_What is expected:_
After finding the line that contains "identify the group", give again that line and each one following it, exactly, until the records end.

[Data in this exercise Boundary: Start]

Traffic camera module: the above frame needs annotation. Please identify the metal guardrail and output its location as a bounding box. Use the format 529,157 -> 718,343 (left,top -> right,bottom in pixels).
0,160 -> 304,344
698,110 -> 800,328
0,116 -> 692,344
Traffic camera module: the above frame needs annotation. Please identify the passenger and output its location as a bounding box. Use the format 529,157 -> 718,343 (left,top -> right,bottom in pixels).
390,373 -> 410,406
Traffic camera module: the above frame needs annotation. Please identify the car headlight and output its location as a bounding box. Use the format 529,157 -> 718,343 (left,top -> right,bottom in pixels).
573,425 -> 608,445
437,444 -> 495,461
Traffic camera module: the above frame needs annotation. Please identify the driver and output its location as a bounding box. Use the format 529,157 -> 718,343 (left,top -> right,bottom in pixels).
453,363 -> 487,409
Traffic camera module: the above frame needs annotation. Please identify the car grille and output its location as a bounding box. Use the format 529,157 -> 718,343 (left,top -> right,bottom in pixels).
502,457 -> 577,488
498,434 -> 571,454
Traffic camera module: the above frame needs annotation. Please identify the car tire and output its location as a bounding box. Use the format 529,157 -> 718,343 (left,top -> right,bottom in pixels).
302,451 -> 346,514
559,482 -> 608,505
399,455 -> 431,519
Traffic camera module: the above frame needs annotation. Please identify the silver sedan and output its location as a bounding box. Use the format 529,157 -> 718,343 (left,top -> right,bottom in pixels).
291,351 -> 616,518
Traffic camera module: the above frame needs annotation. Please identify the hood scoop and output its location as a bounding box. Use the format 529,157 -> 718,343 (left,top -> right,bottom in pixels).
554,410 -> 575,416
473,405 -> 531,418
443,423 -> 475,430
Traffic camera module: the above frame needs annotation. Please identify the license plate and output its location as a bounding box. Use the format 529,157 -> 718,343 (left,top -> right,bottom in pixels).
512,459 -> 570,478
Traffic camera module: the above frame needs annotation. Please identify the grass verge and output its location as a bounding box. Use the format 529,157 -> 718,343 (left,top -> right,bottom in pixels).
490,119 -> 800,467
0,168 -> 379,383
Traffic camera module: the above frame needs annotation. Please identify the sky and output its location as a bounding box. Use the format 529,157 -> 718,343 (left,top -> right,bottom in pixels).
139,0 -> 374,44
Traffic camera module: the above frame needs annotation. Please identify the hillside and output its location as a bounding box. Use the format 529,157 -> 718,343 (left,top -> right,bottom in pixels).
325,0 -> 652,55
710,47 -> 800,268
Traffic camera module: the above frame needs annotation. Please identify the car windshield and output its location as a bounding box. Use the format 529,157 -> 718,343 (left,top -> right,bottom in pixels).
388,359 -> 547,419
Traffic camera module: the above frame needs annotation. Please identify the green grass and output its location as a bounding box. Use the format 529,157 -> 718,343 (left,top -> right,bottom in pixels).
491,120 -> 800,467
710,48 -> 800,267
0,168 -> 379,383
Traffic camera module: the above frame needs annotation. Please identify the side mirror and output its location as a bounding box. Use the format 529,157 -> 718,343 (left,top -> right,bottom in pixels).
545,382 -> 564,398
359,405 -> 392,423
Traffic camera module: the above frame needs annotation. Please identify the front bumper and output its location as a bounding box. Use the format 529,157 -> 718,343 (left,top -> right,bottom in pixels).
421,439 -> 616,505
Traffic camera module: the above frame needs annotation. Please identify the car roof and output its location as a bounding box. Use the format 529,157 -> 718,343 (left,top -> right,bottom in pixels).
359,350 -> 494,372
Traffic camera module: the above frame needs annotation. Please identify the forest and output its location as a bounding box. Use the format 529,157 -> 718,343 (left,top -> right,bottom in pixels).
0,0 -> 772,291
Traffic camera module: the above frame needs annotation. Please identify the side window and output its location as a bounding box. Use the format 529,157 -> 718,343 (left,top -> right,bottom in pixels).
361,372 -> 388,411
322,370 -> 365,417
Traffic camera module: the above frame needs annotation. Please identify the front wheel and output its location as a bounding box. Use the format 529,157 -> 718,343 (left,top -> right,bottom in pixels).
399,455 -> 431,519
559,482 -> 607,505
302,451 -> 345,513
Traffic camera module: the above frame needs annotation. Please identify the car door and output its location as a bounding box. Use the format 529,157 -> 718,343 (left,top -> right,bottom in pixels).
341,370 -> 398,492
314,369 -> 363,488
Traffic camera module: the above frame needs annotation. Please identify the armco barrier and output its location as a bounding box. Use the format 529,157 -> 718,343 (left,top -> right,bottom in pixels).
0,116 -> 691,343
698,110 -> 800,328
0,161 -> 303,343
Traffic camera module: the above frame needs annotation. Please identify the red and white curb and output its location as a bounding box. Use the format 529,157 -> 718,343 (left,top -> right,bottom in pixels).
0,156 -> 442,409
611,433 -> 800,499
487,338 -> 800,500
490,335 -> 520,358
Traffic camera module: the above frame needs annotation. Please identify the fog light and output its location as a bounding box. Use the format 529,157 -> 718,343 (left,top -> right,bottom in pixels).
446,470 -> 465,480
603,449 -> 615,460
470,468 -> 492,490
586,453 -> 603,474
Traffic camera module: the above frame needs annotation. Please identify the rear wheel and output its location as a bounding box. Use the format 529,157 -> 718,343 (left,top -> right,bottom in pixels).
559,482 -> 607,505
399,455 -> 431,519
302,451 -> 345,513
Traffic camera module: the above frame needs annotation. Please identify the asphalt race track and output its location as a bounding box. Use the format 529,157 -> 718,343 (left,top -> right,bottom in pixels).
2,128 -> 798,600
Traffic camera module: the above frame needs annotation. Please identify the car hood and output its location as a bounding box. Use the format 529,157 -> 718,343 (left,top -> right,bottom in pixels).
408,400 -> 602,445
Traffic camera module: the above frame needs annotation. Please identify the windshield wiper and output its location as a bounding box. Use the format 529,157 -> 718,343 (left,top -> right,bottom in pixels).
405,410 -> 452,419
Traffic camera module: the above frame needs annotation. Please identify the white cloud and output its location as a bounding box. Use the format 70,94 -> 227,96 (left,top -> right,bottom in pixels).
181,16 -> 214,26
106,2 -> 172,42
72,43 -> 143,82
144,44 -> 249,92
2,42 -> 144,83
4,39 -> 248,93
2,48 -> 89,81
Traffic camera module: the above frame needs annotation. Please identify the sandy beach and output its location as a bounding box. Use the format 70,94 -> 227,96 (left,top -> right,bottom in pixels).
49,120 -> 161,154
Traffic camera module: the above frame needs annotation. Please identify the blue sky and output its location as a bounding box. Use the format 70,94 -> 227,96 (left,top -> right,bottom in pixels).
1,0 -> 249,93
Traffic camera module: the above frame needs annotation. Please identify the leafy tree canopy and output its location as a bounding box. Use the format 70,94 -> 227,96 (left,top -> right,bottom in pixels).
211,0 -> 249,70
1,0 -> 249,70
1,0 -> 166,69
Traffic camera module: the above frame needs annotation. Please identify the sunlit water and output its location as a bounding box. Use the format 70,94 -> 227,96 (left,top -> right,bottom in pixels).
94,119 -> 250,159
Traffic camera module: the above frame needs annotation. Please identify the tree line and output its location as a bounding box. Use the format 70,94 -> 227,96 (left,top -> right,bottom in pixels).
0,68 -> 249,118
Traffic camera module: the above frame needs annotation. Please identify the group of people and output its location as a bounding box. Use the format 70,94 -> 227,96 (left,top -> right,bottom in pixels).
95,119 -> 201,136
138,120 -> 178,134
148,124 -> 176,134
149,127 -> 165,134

[Data in this exercise Boundary: End]

_Output for this exercise:_
Traffic camera module: the above frame needs annotation. Please identify the group of people and output its location as a bounding box. Use the format 70,94 -> 227,96 (left,top -> right,bottom in pixels).
95,119 -> 201,136
138,120 -> 178,134
148,124 -> 176,134
149,127 -> 165,134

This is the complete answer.